===== Data to process

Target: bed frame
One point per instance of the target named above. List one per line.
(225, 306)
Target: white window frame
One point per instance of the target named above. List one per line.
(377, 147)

==========

* Your goal
Each record must be repeated exactly as it is.

* Correct answer
Target: bed frame
One point per instance of the target named above. List one per line.
(225, 306)
Target: white window frame
One point per instance of the target named above. List one per line.
(377, 147)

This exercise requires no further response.